▶ **Records for processing**
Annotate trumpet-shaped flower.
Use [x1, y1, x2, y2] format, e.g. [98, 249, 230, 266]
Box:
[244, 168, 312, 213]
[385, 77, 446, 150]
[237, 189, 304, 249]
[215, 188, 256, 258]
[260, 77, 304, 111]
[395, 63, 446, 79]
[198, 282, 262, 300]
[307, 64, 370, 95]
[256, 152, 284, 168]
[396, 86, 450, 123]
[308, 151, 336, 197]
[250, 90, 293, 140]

▶ **Exercise directions**
Without dropping a single line, output the records above exactly.

▶ **Worked solution**
Annotate trumpet-shaped flower.
Use [x1, y1, x2, y2] format, e.g. [98, 249, 230, 266]
Box:
[244, 168, 312, 213]
[385, 77, 446, 150]
[237, 189, 304, 249]
[215, 188, 256, 258]
[260, 77, 304, 111]
[395, 63, 446, 79]
[198, 282, 262, 300]
[307, 64, 370, 95]
[256, 152, 284, 168]
[396, 86, 450, 123]
[308, 151, 336, 197]
[250, 90, 293, 140]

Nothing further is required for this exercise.